Work to complete ->
Write out the items below without any changes, from their first line through the line that contains "222], [32, 174]]", including that line.

Input data ->
--*--
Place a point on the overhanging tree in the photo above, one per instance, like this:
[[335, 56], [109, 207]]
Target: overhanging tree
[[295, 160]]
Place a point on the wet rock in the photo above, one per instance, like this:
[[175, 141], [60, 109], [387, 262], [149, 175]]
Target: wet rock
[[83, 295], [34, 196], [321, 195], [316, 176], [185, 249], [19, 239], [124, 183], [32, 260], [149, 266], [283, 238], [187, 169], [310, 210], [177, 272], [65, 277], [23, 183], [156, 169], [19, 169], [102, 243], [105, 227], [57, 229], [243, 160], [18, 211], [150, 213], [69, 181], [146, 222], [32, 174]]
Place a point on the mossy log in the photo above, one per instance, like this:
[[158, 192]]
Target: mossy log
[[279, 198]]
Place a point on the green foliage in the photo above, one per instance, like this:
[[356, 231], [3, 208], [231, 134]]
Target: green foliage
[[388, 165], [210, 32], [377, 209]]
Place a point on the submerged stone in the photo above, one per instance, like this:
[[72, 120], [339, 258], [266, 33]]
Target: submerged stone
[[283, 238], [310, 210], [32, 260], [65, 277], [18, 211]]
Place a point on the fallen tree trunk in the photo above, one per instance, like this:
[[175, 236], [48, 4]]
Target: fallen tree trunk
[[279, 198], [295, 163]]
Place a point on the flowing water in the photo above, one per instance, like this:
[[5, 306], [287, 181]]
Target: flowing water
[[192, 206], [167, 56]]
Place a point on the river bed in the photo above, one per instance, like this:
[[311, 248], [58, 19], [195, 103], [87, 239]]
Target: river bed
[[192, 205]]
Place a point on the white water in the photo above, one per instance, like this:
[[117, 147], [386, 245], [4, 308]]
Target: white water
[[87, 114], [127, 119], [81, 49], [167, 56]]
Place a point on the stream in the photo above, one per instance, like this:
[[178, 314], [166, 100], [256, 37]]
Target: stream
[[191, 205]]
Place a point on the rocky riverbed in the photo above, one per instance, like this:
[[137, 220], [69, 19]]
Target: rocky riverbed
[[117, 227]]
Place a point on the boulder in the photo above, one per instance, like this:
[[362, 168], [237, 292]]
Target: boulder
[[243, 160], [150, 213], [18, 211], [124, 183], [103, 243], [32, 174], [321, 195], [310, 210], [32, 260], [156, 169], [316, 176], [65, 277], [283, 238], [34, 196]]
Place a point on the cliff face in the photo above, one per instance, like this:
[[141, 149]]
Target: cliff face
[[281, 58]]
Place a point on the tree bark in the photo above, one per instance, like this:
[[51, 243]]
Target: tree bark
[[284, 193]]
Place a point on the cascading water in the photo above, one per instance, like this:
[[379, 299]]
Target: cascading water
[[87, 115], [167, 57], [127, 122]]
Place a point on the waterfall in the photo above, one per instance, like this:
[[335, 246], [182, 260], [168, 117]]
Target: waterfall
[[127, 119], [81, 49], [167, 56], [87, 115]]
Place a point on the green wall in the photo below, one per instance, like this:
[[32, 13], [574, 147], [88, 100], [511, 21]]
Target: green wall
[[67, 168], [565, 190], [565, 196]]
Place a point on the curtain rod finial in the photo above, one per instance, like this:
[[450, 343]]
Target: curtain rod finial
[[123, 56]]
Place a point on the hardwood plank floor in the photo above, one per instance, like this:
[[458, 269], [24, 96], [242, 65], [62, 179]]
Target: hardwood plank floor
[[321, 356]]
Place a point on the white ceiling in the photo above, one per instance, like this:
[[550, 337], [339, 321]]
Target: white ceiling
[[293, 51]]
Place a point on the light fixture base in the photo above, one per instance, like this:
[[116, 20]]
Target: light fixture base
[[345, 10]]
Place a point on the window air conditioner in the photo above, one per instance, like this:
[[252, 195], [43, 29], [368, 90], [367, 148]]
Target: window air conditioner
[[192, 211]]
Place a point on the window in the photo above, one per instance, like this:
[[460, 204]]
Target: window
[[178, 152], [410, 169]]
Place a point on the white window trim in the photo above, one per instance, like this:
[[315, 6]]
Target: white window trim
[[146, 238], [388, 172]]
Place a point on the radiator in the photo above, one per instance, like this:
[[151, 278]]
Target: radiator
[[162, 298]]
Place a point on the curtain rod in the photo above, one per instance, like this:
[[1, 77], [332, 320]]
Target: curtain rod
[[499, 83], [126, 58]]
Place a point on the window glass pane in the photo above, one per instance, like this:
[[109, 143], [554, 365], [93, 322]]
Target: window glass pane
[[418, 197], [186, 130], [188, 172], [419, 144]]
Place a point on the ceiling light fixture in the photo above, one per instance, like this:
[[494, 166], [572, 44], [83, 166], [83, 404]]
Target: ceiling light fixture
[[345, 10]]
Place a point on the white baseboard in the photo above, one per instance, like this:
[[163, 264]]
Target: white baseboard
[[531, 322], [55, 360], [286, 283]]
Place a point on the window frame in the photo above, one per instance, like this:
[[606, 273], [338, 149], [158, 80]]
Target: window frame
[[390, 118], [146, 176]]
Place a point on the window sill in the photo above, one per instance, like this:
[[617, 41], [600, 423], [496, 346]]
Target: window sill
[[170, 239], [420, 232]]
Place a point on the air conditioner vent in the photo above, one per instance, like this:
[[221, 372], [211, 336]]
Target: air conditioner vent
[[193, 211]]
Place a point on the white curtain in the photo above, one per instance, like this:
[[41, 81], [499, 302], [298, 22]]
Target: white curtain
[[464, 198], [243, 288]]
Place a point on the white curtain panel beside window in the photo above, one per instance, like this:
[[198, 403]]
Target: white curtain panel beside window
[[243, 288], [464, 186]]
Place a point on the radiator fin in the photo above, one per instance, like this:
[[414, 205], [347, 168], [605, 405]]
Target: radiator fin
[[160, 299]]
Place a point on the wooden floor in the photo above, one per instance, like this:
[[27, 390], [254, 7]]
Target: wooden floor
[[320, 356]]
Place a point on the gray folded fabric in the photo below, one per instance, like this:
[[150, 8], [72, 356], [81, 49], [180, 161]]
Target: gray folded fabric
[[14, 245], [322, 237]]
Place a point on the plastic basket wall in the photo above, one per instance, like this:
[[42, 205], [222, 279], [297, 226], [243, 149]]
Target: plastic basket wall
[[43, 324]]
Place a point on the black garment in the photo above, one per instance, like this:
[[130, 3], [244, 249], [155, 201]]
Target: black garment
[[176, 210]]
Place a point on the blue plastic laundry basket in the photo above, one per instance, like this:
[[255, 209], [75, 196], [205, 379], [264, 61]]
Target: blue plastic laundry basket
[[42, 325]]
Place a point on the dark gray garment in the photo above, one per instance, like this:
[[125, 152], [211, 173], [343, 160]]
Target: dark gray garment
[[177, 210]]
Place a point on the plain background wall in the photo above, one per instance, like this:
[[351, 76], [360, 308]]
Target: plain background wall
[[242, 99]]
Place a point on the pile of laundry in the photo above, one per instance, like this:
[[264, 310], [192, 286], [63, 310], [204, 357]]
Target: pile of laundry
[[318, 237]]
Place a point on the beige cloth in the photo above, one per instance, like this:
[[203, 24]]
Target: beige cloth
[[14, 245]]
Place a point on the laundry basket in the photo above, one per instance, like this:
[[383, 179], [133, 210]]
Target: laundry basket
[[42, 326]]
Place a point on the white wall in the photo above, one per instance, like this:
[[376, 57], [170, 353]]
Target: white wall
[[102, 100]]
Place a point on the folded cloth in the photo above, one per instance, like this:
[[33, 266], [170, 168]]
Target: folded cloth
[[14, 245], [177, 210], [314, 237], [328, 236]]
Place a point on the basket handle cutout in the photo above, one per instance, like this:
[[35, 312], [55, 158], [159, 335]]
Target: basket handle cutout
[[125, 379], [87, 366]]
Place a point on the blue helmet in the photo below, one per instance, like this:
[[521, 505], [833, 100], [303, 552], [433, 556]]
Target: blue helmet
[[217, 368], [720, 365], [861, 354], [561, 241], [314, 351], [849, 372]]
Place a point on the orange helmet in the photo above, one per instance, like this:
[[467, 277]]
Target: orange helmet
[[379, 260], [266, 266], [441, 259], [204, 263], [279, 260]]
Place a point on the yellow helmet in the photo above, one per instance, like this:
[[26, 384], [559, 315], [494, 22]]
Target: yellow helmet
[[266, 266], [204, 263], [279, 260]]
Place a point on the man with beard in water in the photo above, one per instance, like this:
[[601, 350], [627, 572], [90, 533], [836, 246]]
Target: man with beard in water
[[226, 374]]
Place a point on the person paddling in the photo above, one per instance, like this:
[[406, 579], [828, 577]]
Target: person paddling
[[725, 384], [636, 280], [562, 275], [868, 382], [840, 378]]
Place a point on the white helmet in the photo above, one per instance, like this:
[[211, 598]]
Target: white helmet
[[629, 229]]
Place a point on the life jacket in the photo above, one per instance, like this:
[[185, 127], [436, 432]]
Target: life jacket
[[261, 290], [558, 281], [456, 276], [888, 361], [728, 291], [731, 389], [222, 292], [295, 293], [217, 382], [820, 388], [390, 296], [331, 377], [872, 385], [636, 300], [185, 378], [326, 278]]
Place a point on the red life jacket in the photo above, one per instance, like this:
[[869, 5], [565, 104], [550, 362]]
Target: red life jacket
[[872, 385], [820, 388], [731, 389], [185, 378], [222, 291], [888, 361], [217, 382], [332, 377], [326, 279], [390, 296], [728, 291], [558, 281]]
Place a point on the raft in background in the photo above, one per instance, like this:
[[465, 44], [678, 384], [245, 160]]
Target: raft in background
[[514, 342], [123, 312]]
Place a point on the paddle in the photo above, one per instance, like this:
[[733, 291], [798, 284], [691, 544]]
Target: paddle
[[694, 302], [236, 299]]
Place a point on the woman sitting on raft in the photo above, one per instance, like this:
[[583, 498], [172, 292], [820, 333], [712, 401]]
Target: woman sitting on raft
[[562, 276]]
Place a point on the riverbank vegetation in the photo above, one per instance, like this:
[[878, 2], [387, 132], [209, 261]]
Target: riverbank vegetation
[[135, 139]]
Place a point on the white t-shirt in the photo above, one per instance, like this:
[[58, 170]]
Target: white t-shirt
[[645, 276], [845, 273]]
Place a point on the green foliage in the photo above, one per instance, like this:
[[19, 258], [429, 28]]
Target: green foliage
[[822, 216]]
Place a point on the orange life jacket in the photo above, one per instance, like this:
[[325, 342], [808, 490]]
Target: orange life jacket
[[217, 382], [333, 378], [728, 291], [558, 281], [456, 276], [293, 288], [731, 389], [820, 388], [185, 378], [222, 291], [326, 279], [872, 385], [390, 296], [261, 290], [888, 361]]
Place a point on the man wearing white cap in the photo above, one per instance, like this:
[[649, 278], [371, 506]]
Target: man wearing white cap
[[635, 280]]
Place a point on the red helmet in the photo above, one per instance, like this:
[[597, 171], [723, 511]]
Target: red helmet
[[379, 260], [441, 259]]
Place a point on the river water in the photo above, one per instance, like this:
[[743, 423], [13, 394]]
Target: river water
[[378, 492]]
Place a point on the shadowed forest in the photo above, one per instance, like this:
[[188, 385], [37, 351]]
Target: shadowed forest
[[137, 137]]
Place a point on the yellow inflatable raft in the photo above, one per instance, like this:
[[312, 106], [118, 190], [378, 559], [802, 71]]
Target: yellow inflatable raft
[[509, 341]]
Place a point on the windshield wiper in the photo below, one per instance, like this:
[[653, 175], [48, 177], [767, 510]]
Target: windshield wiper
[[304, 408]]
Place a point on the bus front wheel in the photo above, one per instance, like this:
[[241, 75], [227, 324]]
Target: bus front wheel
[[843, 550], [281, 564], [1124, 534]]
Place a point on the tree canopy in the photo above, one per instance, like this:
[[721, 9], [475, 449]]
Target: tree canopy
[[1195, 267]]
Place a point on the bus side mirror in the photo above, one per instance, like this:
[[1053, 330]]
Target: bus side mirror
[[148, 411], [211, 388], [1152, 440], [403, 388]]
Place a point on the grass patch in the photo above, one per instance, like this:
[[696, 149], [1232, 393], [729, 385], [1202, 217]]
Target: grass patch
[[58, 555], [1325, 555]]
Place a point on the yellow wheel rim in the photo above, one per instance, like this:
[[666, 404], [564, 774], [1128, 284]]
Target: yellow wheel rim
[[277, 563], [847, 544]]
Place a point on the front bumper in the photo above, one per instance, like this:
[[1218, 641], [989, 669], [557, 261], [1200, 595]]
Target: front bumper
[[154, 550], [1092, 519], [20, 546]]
--*--
Result of this task ->
Place a point on the overhanging tree in the photo above, one per instance, like this:
[[335, 56], [109, 207]]
Target: overhanging tree
[[295, 160]]
Place a point on the wet rock in the photo above, one per instance, like this:
[[175, 141], [60, 109], [387, 262], [149, 175]]
Target: wet rock
[[83, 295], [34, 196], [321, 195], [316, 176], [185, 249], [19, 239], [124, 183], [32, 260], [149, 266], [283, 238], [187, 169], [310, 210], [177, 272], [65, 277], [23, 183], [156, 169], [19, 169], [102, 243], [105, 227], [57, 229], [243, 160], [18, 211], [150, 213], [69, 181], [146, 222], [32, 174]]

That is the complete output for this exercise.